TEXTO PROPORCIONADO
Muñecas rotas y sin brazos. Fotos abolladas o gastadas de gente muerta o simplemente desaparecida que ya no pertenece al staff de este mundo. Un pulóver destrozado por la intemperie de cien lluvias intensas. Un cajón de botellas que se pudre cada día, madera de gaseosas de los años setenta que se pudre como fruta embotellada. El autito viejo de una infancia. Figuritas rotas de álbumes sin niños. Juguetitos de plástico destrozados y descoloridos. Todos estos regalos deposita el mar en una playa, los contéiners en los barrios o las bolsas de consorcio en las veredas. Y de la recuperación y segunda vida de estos objetos está hecha casi toda la obra de Cecilia Mandrile. Como una sublevación contra la entropía del mundo y el fin de la niñez. O como una reivindicación del verso más famoso de Dylan Thomas que dice que “la muerte no tendrá dominio”. Pero por encima de todo, como un modo de reconstruir y reconstruirse en el planeta; de agarrarse al embrión de sus días cosiéndose un cordón de plata de hilo sisal a los días de infancia; o pegando con “pegamento universal” los bracitos y piernitas de quien debiera haber corrido y abrazado a otros niños.
La obra de Cecilia es mucho más que simple “arte conceptual” o “intervención”. Es pura reconstrucción subjetiva y material de una identidad. Pura costura ontológica de un descosido desgarro interno. Autobiografía y escritura de los días de la vida. Y si no, leamos el títulos de algunos de sus proyectos: “El perfume de la ausencia”, “Lluvias privadas”, “Quitapenas”, “Juguetes nocturnos”, “El desierto en mí”…
Podrían ser nombres de fabulosos poemas confesionales o novelas minimalistas del siglo 21. Porque en cada título y en cada muestra hay algo escrito y por escribirse. Y ese “futuro imperfecto” es el que termina biografiando el derrotero de cada objeto; describiendo el destino de cada pieza rescatada del olvido y puesta a funcionar como un reloj condenado a detenerse por muerte o por olvido. Una vez más y tras haber tenido una segunda oportunidad de “ser” y de “existir”, como ella misma. O como toda identidad que va errante por el mundo portando “frágiles fragmentos” de viejas existencias para hacerse una nueva. Y así hasta que la muerte haga lo mismo con nosotros.

TAREA ASIGNADA
Prosiga el texto sobre la obra de Cecilia Mandrile a partir de su última oración.

DATOS PROPORCIONADOS
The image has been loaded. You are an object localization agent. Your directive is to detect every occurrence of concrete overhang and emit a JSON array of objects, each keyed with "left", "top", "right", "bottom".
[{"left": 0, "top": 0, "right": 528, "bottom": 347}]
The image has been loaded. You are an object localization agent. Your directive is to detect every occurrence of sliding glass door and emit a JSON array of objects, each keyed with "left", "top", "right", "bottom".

RESULTADO OBTENIDO
ABOUT A GIRL
Me encuentro con Cecilia en un bar céntrico y toda su estampa me es conocida y a la vez desconocida. Una chica que es de acá y que a la vez podría no haberlo sido nunca. Una muchacha punk y pacifista. “About a girl”, me digo, y pienso en la canción de Nirvana. Una chica vestida de negro y con anteojos de sol que se saca. Y entonces sonríe con toda la luz del sol y de sus ojos. Una artista vestida de olvido que en cada muestra se desnuda de recuerdos. De todos estos contrarios también está hecha su obra pero también su más honda ontología. Y entonces, sin más, le pregunto si alguna vez fue una artista “más clásica” o si siempre se dedicó a juntar objetos de la calle para intervenirlos. Y Cecilia se vuelve a reír porque le causa gracia la expresión, y por eso la repite.
“… Más clásica… Sí, tuve un período más formal, quizás, pero convivió con el otro. Porque desde que vivía en Villa María o en Córdoba siempre trabajé con objetos y deshechos. Nunca fui pintora o escultora sino con los objetos encontrados que transformé. Esa es la traducción de lo que encuentro; recrear la vida de ese objeto. Siempre fui muy basurera. Me parecía que ciertas cosas no podían estar tiradas, que me estaban pidiendo otra vida. Algo así como rescatar su memoria anterior al olvido”.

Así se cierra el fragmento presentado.